## Exercise aim
An exact copy of each record is required.

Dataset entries
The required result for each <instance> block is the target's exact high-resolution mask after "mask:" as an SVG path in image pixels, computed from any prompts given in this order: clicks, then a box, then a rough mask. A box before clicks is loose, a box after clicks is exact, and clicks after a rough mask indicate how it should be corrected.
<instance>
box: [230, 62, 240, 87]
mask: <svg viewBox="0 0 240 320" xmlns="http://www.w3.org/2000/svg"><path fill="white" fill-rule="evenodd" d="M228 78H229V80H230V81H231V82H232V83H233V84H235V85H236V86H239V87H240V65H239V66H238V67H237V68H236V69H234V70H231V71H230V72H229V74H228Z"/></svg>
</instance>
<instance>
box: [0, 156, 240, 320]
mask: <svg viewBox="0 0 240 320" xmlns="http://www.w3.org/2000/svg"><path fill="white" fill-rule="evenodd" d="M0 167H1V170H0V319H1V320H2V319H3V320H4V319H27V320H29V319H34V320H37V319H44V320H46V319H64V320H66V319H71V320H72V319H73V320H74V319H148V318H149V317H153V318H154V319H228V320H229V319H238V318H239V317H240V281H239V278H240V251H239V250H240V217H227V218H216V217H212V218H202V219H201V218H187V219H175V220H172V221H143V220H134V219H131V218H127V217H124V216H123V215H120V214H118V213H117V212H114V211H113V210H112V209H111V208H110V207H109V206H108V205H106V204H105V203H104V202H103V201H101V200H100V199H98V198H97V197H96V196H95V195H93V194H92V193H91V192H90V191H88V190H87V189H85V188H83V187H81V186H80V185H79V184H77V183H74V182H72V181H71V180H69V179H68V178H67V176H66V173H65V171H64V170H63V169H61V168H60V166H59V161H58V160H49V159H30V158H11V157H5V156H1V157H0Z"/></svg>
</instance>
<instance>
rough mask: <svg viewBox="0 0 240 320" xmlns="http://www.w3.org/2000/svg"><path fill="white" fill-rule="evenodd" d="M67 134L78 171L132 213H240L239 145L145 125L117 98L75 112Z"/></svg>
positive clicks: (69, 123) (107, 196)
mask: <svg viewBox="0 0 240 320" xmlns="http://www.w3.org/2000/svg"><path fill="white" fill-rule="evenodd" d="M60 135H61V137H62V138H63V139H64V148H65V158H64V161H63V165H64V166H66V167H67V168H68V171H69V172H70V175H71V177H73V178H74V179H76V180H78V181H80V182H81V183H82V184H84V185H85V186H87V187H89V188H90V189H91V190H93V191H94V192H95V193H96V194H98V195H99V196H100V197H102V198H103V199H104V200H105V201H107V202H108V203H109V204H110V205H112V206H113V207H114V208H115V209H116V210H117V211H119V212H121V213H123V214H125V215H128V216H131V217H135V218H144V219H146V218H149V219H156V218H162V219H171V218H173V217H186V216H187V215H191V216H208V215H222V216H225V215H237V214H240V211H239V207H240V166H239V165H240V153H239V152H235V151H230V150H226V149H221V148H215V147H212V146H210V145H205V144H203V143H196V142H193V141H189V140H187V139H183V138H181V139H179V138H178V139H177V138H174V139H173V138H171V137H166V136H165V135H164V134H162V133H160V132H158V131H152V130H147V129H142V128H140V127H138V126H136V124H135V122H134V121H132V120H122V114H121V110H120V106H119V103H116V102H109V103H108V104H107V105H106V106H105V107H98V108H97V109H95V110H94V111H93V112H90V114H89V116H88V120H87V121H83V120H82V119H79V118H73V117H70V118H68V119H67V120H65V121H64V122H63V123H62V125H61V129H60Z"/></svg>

## Solution
The required result for each <instance> block is the target's exact high-resolution mask after "mask:" as an SVG path in image pixels, computed from any prompts given in this order: clicks, then a box, then a rough mask. A box before clicks is loose, a box after clicks is exact, and clicks after a rough mask indicate how it should be corrected.
<instance>
box: [230, 62, 240, 87]
mask: <svg viewBox="0 0 240 320" xmlns="http://www.w3.org/2000/svg"><path fill="white" fill-rule="evenodd" d="M228 78H229V80H230V81H231V82H232V83H233V84H235V85H236V86H239V87H240V65H239V66H238V67H237V68H236V69H234V70H231V71H230V72H229V74H228Z"/></svg>
</instance>
<instance>
box: [0, 156, 240, 320]
mask: <svg viewBox="0 0 240 320" xmlns="http://www.w3.org/2000/svg"><path fill="white" fill-rule="evenodd" d="M0 167H1V170H0V319H1V320H2V319H3V320H4V319H27V320H29V319H34V320H37V319H44V320H46V319H64V320H66V319H71V320H72V319H73V320H74V319H148V318H149V317H153V318H154V319H228V320H229V319H238V318H239V317H240V281H239V278H240V251H239V250H240V217H227V218H216V217H212V218H202V219H201V218H187V219H175V220H172V221H143V220H134V219H131V218H127V217H124V216H123V215H120V214H118V213H117V212H114V211H113V210H112V209H111V208H110V207H109V206H108V205H106V204H105V203H104V202H103V201H101V200H100V199H98V198H97V197H96V196H95V195H93V194H92V193H91V192H90V191H88V190H87V189H85V188H83V187H81V186H80V185H79V184H77V183H74V182H72V181H71V180H69V179H68V178H67V176H66V173H65V171H64V170H63V169H61V168H60V166H59V161H58V160H49V159H30V158H11V157H5V156H1V157H0Z"/></svg>
</instance>
<instance>
rough mask: <svg viewBox="0 0 240 320" xmlns="http://www.w3.org/2000/svg"><path fill="white" fill-rule="evenodd" d="M67 134L78 171L132 213H240L239 145L145 125L117 98L75 112Z"/></svg>
positive clicks: (69, 123) (107, 196)
mask: <svg viewBox="0 0 240 320" xmlns="http://www.w3.org/2000/svg"><path fill="white" fill-rule="evenodd" d="M60 135H61V137H62V138H63V139H64V148H65V158H64V161H63V165H64V166H66V167H67V168H68V171H69V172H70V175H71V177H73V178H74V179H76V180H78V181H80V182H81V183H82V184H84V185H85V186H87V187H89V188H90V189H91V190H93V191H94V192H95V193H96V194H98V195H99V196H100V197H102V198H103V199H104V200H105V201H107V202H108V203H109V204H110V205H112V206H113V207H114V208H115V209H116V210H117V211H119V212H121V213H123V214H125V215H128V216H131V217H135V218H144V219H146V218H149V219H156V218H162V219H171V218H173V217H186V216H187V215H191V216H208V215H222V216H225V215H237V214H240V211H239V207H240V166H239V165H240V153H239V152H235V151H230V150H226V149H221V148H215V147H212V146H210V145H205V144H203V143H196V142H193V141H189V140H187V139H183V138H181V139H179V138H178V139H177V138H174V139H173V138H171V137H166V136H165V135H164V134H162V133H160V132H158V131H152V130H147V129H142V128H140V127H138V126H136V124H135V122H134V121H132V120H122V114H121V110H120V106H119V103H116V102H109V103H108V104H107V105H106V106H105V107H98V108H97V109H95V110H94V111H93V112H90V114H89V116H88V120H87V121H83V120H82V119H79V118H73V117H70V118H68V119H67V120H65V121H64V122H63V123H62V125H61V129H60Z"/></svg>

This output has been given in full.